▸ **PROBLEM TO SOLVE**: The answer consists of one number: how many lines of the data below include the string "watch".

▸ **Point localization data**:
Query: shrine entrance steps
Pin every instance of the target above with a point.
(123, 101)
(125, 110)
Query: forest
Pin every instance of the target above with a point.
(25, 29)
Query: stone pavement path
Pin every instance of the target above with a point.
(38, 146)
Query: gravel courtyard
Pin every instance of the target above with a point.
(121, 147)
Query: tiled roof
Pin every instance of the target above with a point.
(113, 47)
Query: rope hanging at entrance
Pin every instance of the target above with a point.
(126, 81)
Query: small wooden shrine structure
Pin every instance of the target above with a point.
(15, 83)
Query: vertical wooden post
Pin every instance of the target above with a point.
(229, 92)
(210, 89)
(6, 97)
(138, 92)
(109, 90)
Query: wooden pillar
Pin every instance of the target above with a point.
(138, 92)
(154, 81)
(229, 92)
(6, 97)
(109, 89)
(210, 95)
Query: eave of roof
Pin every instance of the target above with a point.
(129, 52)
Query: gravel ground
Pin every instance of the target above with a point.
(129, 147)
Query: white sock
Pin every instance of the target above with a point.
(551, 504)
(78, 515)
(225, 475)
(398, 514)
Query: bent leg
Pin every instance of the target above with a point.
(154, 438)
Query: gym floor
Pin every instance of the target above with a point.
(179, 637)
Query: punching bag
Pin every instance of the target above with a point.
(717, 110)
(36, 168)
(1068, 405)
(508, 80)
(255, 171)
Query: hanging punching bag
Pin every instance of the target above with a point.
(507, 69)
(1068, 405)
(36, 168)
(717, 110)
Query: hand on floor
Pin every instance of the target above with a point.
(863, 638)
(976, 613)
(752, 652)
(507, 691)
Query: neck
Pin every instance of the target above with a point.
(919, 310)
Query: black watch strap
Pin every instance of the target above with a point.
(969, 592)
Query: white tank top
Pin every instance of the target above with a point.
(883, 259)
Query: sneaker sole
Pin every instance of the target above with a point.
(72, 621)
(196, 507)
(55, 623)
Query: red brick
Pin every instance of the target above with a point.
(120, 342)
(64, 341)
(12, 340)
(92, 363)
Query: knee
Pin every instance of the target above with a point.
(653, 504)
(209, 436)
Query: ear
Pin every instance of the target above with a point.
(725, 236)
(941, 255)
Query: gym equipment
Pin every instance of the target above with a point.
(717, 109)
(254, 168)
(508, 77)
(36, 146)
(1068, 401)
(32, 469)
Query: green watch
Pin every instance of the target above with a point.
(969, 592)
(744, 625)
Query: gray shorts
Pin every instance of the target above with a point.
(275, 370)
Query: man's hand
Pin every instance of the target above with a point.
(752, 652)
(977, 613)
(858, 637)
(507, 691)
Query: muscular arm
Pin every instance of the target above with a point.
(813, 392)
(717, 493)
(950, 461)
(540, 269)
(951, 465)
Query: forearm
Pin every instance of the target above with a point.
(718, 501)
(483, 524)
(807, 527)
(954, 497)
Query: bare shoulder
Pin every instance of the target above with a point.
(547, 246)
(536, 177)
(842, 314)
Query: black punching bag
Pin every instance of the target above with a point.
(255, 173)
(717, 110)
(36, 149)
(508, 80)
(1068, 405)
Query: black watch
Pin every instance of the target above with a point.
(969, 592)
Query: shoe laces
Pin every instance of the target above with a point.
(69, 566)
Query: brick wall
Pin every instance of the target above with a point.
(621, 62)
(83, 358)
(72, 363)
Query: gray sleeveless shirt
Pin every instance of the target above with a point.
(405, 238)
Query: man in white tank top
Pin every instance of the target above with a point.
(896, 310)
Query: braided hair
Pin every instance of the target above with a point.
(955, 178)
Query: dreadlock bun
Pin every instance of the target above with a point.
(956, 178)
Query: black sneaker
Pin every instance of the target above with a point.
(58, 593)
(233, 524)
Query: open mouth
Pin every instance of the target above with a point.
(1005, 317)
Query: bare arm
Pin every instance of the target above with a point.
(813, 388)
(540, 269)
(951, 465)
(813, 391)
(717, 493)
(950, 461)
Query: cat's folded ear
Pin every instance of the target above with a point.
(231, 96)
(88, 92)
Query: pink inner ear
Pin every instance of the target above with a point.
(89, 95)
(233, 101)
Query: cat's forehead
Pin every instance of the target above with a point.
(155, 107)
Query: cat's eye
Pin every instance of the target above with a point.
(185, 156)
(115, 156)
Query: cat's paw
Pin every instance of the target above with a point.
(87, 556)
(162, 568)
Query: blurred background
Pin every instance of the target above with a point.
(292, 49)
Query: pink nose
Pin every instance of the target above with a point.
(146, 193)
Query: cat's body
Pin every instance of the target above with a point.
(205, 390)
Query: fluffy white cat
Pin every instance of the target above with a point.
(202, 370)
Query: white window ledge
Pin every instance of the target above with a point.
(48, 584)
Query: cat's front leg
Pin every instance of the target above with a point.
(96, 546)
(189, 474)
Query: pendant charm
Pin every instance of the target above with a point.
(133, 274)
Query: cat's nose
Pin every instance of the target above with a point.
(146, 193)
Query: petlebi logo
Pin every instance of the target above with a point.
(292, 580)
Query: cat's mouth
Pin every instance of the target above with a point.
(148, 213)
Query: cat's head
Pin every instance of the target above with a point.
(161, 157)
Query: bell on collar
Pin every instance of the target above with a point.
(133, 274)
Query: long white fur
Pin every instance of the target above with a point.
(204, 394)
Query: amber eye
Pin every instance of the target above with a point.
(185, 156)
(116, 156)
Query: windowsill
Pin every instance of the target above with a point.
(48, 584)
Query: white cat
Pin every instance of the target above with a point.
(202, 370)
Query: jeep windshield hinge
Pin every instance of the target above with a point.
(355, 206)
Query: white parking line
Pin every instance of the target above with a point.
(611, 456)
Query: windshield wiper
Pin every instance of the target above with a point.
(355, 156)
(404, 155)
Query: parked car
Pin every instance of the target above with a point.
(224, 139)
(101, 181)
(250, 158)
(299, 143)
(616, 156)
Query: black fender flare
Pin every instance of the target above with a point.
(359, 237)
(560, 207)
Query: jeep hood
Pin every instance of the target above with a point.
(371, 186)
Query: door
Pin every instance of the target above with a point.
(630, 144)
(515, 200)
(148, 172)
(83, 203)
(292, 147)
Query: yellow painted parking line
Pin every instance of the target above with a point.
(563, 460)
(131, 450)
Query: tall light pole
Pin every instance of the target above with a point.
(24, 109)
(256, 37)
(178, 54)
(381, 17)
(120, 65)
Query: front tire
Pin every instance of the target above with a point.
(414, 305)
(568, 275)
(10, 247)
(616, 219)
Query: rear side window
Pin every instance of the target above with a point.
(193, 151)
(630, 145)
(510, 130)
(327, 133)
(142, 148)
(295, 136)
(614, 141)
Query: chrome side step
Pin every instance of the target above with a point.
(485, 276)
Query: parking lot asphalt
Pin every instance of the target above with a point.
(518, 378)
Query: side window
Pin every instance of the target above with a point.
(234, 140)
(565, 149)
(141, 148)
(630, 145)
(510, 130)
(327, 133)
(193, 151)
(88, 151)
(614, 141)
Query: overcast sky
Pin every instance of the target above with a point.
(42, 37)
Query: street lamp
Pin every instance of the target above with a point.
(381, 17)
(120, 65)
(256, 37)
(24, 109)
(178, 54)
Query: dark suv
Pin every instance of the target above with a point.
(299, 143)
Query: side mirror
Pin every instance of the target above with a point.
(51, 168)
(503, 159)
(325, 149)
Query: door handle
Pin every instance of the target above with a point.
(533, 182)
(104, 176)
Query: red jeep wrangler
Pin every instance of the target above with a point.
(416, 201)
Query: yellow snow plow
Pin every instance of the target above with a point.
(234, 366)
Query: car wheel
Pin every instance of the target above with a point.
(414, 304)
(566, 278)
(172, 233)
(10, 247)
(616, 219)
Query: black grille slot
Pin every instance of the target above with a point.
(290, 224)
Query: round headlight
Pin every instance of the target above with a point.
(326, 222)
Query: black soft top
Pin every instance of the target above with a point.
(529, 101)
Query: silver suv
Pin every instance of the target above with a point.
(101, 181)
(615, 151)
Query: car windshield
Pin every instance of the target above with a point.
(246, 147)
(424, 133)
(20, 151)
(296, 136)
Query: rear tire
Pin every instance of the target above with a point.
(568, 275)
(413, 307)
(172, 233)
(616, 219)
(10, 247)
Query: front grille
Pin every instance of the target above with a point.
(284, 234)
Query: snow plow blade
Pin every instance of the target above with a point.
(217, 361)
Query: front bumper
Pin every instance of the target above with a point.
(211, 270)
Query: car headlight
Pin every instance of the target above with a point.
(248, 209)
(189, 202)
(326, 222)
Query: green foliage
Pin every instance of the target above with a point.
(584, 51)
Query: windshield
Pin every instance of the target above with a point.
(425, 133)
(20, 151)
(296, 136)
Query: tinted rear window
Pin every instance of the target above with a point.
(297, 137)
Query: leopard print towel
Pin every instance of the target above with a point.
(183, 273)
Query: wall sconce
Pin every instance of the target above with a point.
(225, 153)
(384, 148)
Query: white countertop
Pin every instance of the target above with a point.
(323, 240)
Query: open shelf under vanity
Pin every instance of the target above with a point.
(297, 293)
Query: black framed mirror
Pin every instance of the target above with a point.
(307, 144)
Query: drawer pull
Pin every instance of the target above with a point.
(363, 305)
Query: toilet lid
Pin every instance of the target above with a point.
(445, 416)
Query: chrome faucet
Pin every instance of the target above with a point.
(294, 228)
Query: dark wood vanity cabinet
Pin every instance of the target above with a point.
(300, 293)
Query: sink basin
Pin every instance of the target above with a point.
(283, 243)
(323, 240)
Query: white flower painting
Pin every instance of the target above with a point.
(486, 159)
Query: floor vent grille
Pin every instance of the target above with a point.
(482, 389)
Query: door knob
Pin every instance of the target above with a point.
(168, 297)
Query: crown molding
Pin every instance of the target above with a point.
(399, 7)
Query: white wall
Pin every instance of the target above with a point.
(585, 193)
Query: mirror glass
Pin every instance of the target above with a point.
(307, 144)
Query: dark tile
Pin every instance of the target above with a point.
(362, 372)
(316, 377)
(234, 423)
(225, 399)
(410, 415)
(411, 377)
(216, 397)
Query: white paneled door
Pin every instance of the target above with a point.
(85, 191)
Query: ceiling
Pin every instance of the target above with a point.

▸ **ANSWER TO THIS EXERCISE**: 3